What needs to be done>
Could you give the data below again exactly, apart from the pictures?

Records>

==========

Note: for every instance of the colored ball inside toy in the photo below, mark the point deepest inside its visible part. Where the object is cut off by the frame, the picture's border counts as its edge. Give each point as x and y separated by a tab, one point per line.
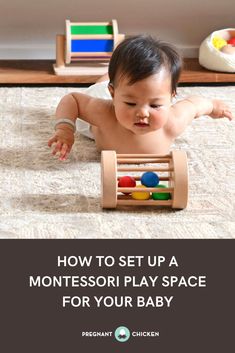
218	42
140	195
228	49
126	182
231	41
149	179
162	195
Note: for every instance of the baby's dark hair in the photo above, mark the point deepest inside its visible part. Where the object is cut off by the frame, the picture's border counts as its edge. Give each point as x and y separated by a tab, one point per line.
138	57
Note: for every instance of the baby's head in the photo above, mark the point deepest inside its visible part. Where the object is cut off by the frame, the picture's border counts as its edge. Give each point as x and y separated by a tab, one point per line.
143	76
139	57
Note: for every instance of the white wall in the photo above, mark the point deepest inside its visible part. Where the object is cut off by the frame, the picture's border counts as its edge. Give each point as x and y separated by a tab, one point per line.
28	27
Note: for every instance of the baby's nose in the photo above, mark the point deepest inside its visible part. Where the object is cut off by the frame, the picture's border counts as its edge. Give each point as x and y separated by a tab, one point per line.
143	113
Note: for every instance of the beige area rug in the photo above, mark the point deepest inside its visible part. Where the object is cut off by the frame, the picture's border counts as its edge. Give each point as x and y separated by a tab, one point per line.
44	198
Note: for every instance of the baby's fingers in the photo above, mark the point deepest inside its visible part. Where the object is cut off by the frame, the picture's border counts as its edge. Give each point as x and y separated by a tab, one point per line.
64	152
228	114
57	147
52	140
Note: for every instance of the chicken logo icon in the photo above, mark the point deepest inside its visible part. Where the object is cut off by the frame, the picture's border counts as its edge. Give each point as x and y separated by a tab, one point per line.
122	334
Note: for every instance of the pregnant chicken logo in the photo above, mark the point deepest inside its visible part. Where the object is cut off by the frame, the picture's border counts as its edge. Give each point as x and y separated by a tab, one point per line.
122	334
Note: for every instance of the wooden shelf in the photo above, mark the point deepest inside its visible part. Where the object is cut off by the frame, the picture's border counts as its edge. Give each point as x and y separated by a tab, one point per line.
22	72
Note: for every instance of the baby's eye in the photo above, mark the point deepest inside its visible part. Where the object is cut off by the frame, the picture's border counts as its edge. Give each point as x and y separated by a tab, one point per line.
130	104
155	106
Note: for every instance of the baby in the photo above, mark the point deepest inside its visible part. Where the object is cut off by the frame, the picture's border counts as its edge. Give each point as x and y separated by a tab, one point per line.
139	117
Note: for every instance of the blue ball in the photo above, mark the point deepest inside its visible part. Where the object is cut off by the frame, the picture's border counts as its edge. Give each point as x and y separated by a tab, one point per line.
149	179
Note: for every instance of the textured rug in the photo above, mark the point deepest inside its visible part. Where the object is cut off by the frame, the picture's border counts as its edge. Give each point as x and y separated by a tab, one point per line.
42	197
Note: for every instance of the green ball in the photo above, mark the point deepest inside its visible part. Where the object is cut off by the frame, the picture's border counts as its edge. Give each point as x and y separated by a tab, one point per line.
162	195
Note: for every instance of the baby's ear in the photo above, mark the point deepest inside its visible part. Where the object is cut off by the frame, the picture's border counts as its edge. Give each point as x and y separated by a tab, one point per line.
111	89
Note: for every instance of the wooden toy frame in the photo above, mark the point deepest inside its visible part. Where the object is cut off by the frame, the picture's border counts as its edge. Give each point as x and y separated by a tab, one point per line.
175	174
69	62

==========

Task answer>
Note: for every instance of the colored ball inside toy in the photo below, mark the point deepest inside its visible part. Where the object is cut off by the frame, the picture's border counts as its edge. Give each point as x and y separated by a tab, one point per line.
218	42
140	195
228	49
126	182
231	41
149	179
162	195
Note: for every instance of the baby's dark hair in the photo above, mark the point deepest inside its visible part. Where the object is cut off by the frame, the picture's border counts as its edge. Give each point as x and y separated by a tab, one point per line.
138	57
Note: for every instance of the baby's head in the photo above, mark the point deepest inside its visible part. Where the object is cut off by the frame, the picture's border counts as its edge. Give each point as x and y separated by a tab, one point per line.
143	76
139	57
Note: for every instance of the white wall in the photo above, mark the point deepest inside its visible part. Where the object is cut off by the frame, the picture's border counts as its edge. Give each point as x and y separated by a tab, one point per line.
28	27
Note: for every instance of the baby's nose in the photo above, mark the point deepest inside its visible part. Where the object is cut off by the frame, the picture's border counts as its edge. Give each point as x and y separated by a tab, one point per line.
143	113
Note: for every instance of the beige area rug in the photo above, mark the point deepest inside its visible part. Where the object is cut off by the frame, the picture's border counts as its edge. Give each point as x and y separated by a tab, one point per line.
44	198
Note: for every instance of the baby's fingers in the photo above, mark the point deepest inside its visible part. Where the object is cut off by the frame, the picture's border counts as its edge. Give each point as x and y separated by a tab, one point per line.
64	152
228	114
57	147
52	140
Note: for every instance of the chicken logo icon in the photo above, mark the point deepest inside its visible part. Where the object is cut off by the frame, the picture's border counts as its edge. Give each point as x and y separated by a tab, one point per line.
122	334
Note: for every instance of the pregnant chicken logo in the photo above, mark the point deepest inside its visible part. Where the object is cut off by the frame, the picture's border counts as its edge. Give each point as x and y separated by a tab, one point per line.
122	334
Note: for every instance of the wooden shelf in the photo above, mark the point deepest inside its visible part. Where the object is cut off by the frame, the picture's border counts as its edge. Give each point as x and y separated by a tab, one point per line.
22	72
Note: for every instance of the baby's eye in the photo above, mark the point deepest inside its visible part. Where the object is cut off by the frame, the picture's border counts as its edge. Give each point as x and y separated by a tab, one point per line.
130	104
155	106
Note: for every instance of the baby in the photo above, mark the point deepest inside its visible part. Where the object is cut off by the frame, the picture's border counts as its edge. Give each point as x and y separated by a tab, one point per line.
139	117
Note: for every instance of the blue ball in the photo above, mark the point deepest inside its visible part. Where the object is cut off by the frame, the picture's border counts as its edge. Give each point as x and y separated by a tab, one point per line.
149	179
Note: for every instance of the textured rug in the photo above, mark the point deepest inside its visible part. Where the object is cut off by the frame, the picture's border counts as its edge. Give each point as x and y separated by a tab, one point per line.
42	197
Note: for every instance of the green ball in the photo above, mark the point deepest inside its visible part. Where the object is cut off by the frame, the picture's border counts as its edge. Give each point as x and y separated by a tab, one point per line.
162	195
Note: for every instance of the baby's ear in the photo above, mark the point deepest inside its visible part. Where the object is cut off by the frame, the picture's border counts as its edge. Give each point as x and y separated by a tab, one point per line.
111	89
Note: for every instance of the wooden toy frame in the photo above, mark the point deepest inside its visible part. Where the object is cut off by the frame, the picture's border counts as its edge. Give each point as x and y separated by a tab, one point per line.
175	174
69	62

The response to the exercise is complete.